**Stated problem A**
Tally the lines in the records below that contain the string "belt", treating case as significant, and give only the number.

[START OF Text excerpt]

Also, a word of warning about putting cultures in vivs. I've seen smaller frogs get mired in the soupy media and die. I lost a blue jeans pumilio that way once and know others who have lost retics, fantasticus, and imitator. Ouch! It's best to cover the opening of the culture with screen to keep frogs out but let flies through.


----------



## bluetip (May 18, 2004)

Hi Chuck/Everrett,

so when you see that the fruitflies are gone, you hold off for more than a day or two without food? There is really time of "starvation" then. Sounds logical to me. I understand the idea behind the practice but as I am going to be new with darts, I want to fully understand how the entire process of keeping them. 

Thanks so much!

bluetip


----------



## bbrock (May 20, 2004)

bluetip said:


> Hi Chuck/Everrett,
> 
> so when you see that the fruitflies are gone, you hold off for more than a day or two without food? There is really time of "starvation" then. Sounds logical to me. I understand the idea behind the practice but as I am going to be new with darts, I want to fully understand how the entire process of keeping them.
> 
> ...


I like to just watch the condition of the frogs. You don't want hips and ribs sticking out like a starving puppy but you don't want fat, belly-dragging butterballs either. There should always be good meat on the hind legs, if they start losing muscle in the thighs, there is a problem. In general, I like to see the girth of the belly about the same width as the head unless I am trying to pump them up for breeding.


----------

[END OF Text excerpt]
[START OF Entries]

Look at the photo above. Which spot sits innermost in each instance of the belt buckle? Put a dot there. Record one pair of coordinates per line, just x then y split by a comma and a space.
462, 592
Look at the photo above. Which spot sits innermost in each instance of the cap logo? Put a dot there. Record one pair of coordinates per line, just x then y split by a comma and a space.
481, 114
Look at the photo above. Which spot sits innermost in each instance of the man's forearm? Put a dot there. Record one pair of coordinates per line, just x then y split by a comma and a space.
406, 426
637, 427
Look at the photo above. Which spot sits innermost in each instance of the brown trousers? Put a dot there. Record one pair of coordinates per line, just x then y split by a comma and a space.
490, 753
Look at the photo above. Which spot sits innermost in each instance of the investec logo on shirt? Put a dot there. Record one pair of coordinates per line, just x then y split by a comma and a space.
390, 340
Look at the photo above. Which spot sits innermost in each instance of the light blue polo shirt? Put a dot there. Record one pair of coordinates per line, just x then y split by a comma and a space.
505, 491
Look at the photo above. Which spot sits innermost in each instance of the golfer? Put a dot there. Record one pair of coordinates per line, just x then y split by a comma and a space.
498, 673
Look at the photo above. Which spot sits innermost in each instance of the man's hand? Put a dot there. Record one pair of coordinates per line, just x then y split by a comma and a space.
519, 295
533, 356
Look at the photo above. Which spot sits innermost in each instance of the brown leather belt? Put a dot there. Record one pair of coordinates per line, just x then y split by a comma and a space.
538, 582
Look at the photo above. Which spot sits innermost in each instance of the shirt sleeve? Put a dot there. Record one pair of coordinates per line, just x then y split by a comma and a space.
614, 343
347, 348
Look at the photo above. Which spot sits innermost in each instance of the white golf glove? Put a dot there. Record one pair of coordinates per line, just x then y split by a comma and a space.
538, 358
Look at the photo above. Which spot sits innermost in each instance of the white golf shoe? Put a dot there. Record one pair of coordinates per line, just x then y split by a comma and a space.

[END OF Entries]

**Stated problem B**
From the frog-keeping thread above, write out the passage between "I like to just" and "up for breeding.", inclusive.

**Problem solution A**
2

**Problem solution B**
I like to just watch the condition of the frogs. You don't want hips and ribs sticking out like a starving puppy but you don't want fat, belly-dragging butterballs either. There should always be good meat on the hind legs, if they start losing muscle in the thighs, there is a problem. In general, I like to see the girth of the belly about the same width as the head unless I am trying to pump them up for breeding.